▶ The task
Return each line of the data below verbatim; pictures are to be left out.

start

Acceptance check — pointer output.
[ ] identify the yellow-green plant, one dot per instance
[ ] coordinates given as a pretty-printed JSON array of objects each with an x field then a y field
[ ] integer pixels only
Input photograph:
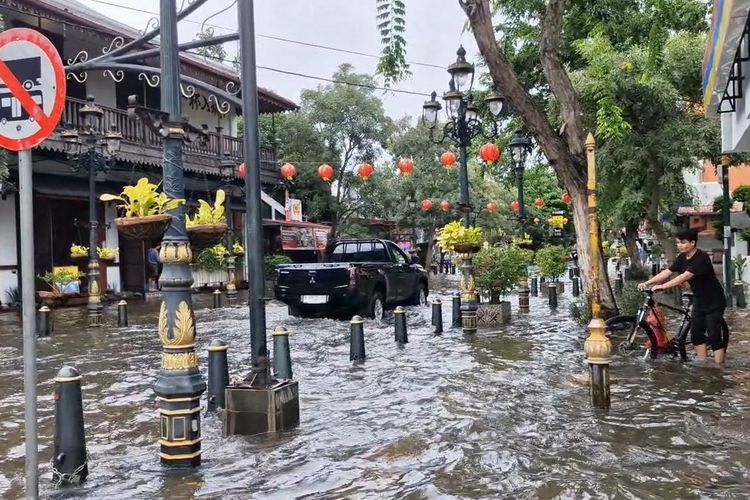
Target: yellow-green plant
[
  {"x": 454, "y": 233},
  {"x": 78, "y": 250},
  {"x": 208, "y": 214},
  {"x": 107, "y": 253},
  {"x": 143, "y": 199}
]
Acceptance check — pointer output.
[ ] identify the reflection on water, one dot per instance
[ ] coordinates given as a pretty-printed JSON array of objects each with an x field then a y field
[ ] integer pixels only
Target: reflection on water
[{"x": 496, "y": 415}]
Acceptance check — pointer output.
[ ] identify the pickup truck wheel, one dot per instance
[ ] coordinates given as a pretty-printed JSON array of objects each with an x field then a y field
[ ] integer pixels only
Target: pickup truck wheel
[{"x": 376, "y": 308}]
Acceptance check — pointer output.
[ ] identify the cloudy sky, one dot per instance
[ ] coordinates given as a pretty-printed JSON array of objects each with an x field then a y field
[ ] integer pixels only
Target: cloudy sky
[{"x": 434, "y": 28}]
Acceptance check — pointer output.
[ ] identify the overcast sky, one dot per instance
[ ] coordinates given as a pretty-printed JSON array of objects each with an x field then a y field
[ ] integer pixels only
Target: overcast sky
[{"x": 434, "y": 29}]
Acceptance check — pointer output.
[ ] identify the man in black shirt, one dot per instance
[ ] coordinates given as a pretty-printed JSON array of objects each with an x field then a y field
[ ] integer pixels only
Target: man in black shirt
[{"x": 694, "y": 266}]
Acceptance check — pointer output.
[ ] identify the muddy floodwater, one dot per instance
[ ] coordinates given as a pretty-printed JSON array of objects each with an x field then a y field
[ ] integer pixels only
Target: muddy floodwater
[{"x": 496, "y": 415}]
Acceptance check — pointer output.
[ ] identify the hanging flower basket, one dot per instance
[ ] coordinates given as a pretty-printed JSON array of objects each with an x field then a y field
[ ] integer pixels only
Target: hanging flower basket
[
  {"x": 149, "y": 227},
  {"x": 206, "y": 235}
]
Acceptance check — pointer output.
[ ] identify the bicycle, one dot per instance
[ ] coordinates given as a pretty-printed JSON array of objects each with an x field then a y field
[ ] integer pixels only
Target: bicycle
[{"x": 638, "y": 326}]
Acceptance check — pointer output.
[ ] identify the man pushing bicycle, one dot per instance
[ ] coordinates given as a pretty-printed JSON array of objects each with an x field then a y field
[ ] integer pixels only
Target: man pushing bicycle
[{"x": 694, "y": 266}]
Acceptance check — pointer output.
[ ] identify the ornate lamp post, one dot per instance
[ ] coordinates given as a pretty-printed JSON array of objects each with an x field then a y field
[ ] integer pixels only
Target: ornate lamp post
[
  {"x": 462, "y": 126},
  {"x": 93, "y": 150}
]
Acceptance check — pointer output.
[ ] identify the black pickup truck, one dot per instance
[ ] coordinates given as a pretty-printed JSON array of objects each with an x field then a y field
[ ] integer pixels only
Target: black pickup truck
[{"x": 360, "y": 276}]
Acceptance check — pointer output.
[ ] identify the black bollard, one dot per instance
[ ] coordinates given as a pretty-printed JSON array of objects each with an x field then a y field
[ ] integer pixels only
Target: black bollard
[
  {"x": 218, "y": 374},
  {"x": 44, "y": 324},
  {"x": 437, "y": 316},
  {"x": 357, "y": 339},
  {"x": 739, "y": 294},
  {"x": 456, "y": 323},
  {"x": 282, "y": 358},
  {"x": 69, "y": 462},
  {"x": 552, "y": 295},
  {"x": 122, "y": 313},
  {"x": 402, "y": 336}
]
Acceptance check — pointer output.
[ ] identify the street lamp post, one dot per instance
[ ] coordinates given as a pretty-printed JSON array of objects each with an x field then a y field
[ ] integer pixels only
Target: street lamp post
[
  {"x": 93, "y": 150},
  {"x": 462, "y": 126}
]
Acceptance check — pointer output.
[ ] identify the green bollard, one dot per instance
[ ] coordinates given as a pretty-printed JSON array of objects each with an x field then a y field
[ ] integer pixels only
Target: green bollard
[
  {"x": 282, "y": 358},
  {"x": 402, "y": 336},
  {"x": 69, "y": 462},
  {"x": 357, "y": 339},
  {"x": 218, "y": 374}
]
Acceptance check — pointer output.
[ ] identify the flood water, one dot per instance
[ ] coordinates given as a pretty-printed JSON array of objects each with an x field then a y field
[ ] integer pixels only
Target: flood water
[{"x": 496, "y": 415}]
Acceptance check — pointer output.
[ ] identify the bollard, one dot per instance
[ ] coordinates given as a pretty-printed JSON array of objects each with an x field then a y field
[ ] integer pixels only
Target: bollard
[
  {"x": 739, "y": 294},
  {"x": 357, "y": 339},
  {"x": 401, "y": 335},
  {"x": 44, "y": 326},
  {"x": 552, "y": 295},
  {"x": 282, "y": 358},
  {"x": 218, "y": 374},
  {"x": 122, "y": 313},
  {"x": 456, "y": 323},
  {"x": 69, "y": 462},
  {"x": 437, "y": 316}
]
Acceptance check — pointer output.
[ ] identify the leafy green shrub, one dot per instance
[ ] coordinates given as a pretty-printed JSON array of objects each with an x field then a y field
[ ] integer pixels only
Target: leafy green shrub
[
  {"x": 271, "y": 261},
  {"x": 499, "y": 269},
  {"x": 552, "y": 261}
]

end

▶ Exercise solution
Acceptance check — pointer output.
[ ] identify the yellow-green plant, one dot per instance
[ ] coordinates given as a pretty-printed JSON array of objects each with an x field then a y field
[ ] integer pixels only
Input photograph:
Target: yellow-green plant
[
  {"x": 454, "y": 233},
  {"x": 78, "y": 250},
  {"x": 208, "y": 214},
  {"x": 107, "y": 253},
  {"x": 143, "y": 199}
]
Acceptance check — pointer output.
[ ] identify the reflection on water, one dot per instance
[ ] coordinates given as a pretty-printed JSON array of objects each with an x field then a y field
[ ] integer pixels only
Target: reflection on water
[{"x": 496, "y": 415}]
Acceptance check — pointer output.
[ ] identify the pickup truck wheel, one dot per instance
[ ] coordinates given as a pretty-printed JSON array of objects each with an x field then a y field
[ ] integer pixels only
Target: pickup truck wheel
[{"x": 376, "y": 308}]
Acceptance check — pointer output.
[ ] identify the cloudy sky, one dot per instance
[ ] coordinates given as a pretty-printed JSON array of objects each with an x field then a y field
[ ] integer pixels only
Target: cloudy sky
[{"x": 434, "y": 28}]
Acceptance check — pointer output.
[ ] identify the overcast sky, one dot per instance
[ ] coordinates given as a pretty-printed JSON array of objects each with an x field then a y field
[ ] integer pixels only
Target: overcast sky
[{"x": 434, "y": 29}]
Acceptance check — pointer output.
[ ] identify the man in black shirt, one dot per instance
[ ] coordinates given as a pretty-printed JSON array of objects each with an x field then a y field
[ ] integer pixels only
Target: man in black shirt
[{"x": 694, "y": 266}]
Acceptance check — pointer output.
[ ] identify the muddy floodwater, one dot per instance
[ ] coordinates given as a pretty-printed JSON array of objects each with an x field then a y field
[ ] integer pixels only
Target: muddy floodwater
[{"x": 496, "y": 415}]
Acceptance check — pointer output.
[ ] identify the hanging flower basket, one dot per instance
[ ] coordinates given as a pretty-printed JSON array of objects each with an x field then a y field
[ ] integer pixels only
Target: hanging flower basket
[
  {"x": 149, "y": 227},
  {"x": 206, "y": 235}
]
Acceptance check — pointer output.
[ ] identify the bicycle, one dot per instance
[ ] coordinates given as a pretty-printed JSON array of objects each with an x field then a y field
[ ] integer pixels only
Target: bicycle
[{"x": 638, "y": 326}]
Acceptance check — pointer output.
[ ] identify the man pushing bicycle, one dot per instance
[ ] coordinates given as a pretty-printed JSON array of objects each with an x field then a y field
[ ] integer pixels only
Target: man pushing bicycle
[{"x": 694, "y": 266}]
Acceptance check — pointer output.
[ ] identify the ornate lamp post, one dot per instance
[ ] coordinates given as a pretty-printed JSON array of objects each with an x field then a y field
[ ] integer pixels only
Target: ornate lamp post
[
  {"x": 462, "y": 126},
  {"x": 93, "y": 150}
]
Acceptance check — pointer output.
[ ] identify the black pickup truck, one dot per instance
[ ] coordinates given as a pretty-printed JSON array of objects each with an x field then a y field
[ ] integer pixels only
Target: black pickup truck
[{"x": 360, "y": 276}]
Acceptance check — pointer output.
[ ] identify the black bollard, one dot per instance
[ ] coordinates given as a pretty-printed JSON array of objects each with an x field then a y field
[ ] integer pixels only
Target: black bollard
[
  {"x": 218, "y": 374},
  {"x": 44, "y": 324},
  {"x": 437, "y": 316},
  {"x": 357, "y": 339},
  {"x": 739, "y": 294},
  {"x": 456, "y": 323},
  {"x": 282, "y": 358},
  {"x": 69, "y": 462},
  {"x": 552, "y": 295},
  {"x": 122, "y": 313},
  {"x": 402, "y": 336}
]
Acceptance check — pointer output.
[ ] identify the street lamp post, one dot per instance
[ ] coordinates given as a pretty-printed JSON array of objects each with an x field then a y field
[ ] integer pixels only
Target: street lamp post
[
  {"x": 93, "y": 150},
  {"x": 462, "y": 126}
]
Acceptance check — pointer output.
[ ] identify the green bollard, one dot per instance
[ ] coordinates given as a pretty-printed JSON array of objects each with an x field then a y field
[ ] integer pixels only
Target: green bollard
[
  {"x": 282, "y": 358},
  {"x": 402, "y": 336},
  {"x": 69, "y": 462},
  {"x": 357, "y": 339},
  {"x": 218, "y": 374}
]
Acceptance check — pointer output.
[ ] identify the flood water, one dot per instance
[ ] coordinates given as a pretty-printed JSON array of objects each with an x field then a y field
[ ] integer pixels only
Target: flood water
[{"x": 496, "y": 415}]
Acceptance check — pointer output.
[ ] identify the bollard, one dot per instance
[ ] coordinates given as a pretty-printed JSON array of objects each with an x field then a y field
[ ] integer pixels only
Target: bollard
[
  {"x": 739, "y": 294},
  {"x": 357, "y": 339},
  {"x": 401, "y": 335},
  {"x": 44, "y": 326},
  {"x": 552, "y": 295},
  {"x": 282, "y": 358},
  {"x": 218, "y": 374},
  {"x": 122, "y": 313},
  {"x": 456, "y": 323},
  {"x": 69, "y": 462},
  {"x": 437, "y": 316}
]
Acceptance check — pointer output.
[ ] identify the leafy green shrub, one dot per instance
[ ] coordinates given as a pretty-printed JSON array of objects each with an x field then a y field
[ ] integer pixels only
Target: leafy green shrub
[
  {"x": 271, "y": 261},
  {"x": 499, "y": 269},
  {"x": 552, "y": 261}
]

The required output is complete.